WHAT IS NEEDED –
List every free offer that the forum post below on free tanning promotions mentions.

SELECTED EXTRACT –

BEGIN

Join Date: May 25 2002
Posts: 1,257
Rep Power: 7 gripmarketing is on a distinguished road
Flick, I must respectfully disagree that free works and doesn't cheapen your brand. Here come the arrows!

I'm here to report that first tans free is still here, alive, and doing well at 1,000's of salons. Many salons have even improved the offer to 3 free tans for new clients only. Some salons are offering a free month!

I understand from your post that you fall into the "anti-free" offer camp of salons. I also understand that some in this camp didn't get results with free offers and got better results with X Tans for $Y offers. IMHO, it wasn't the offer that failed, but rather a poor conversion rate from the offer to a sale. Obviously, getting from a free offer to a $40 sale is a tough close but moving the prospect from a 5 Tans for $10 offer to a $40 sale is a much easier close.

Neither of these offers "cheapen" anything: your salon, your brand, or your product in the minds of consumers. Theories abound otherwise, but don't hold water.

It's too easy to debate the value of a free trial offer here. AOL, on the back of a free trial offer (1,000 hours free!), "cheapened" their brand, their ISP service, and resultantly cheapened (gained) enough market value in the process to buy out Time Warner. If "free" cheapened them, then give me all I can handle.

The Health & Fitness industry's only working offer is a "Free Week of Membership". The entire industry does it. Hasn't "cheapened" fitness clubs as they are reaching for their pinnacle of market penetration. We should know because we're also in that industry mailing millions of pieces. All kinds of other offers have been tried and tested by chains and single-unit operators and none work as well as a free week membership.

END

ITEMS –
BEGIN

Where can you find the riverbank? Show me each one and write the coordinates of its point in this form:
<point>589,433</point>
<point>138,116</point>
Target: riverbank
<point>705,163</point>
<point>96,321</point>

END

OUTPUT FOR THIS EXERCISE –
- First tans free
- 3 free tans for new clients only
- A free month
- 1,000 hours free (AOL's free trial offer)
- A "Free Week of Membership"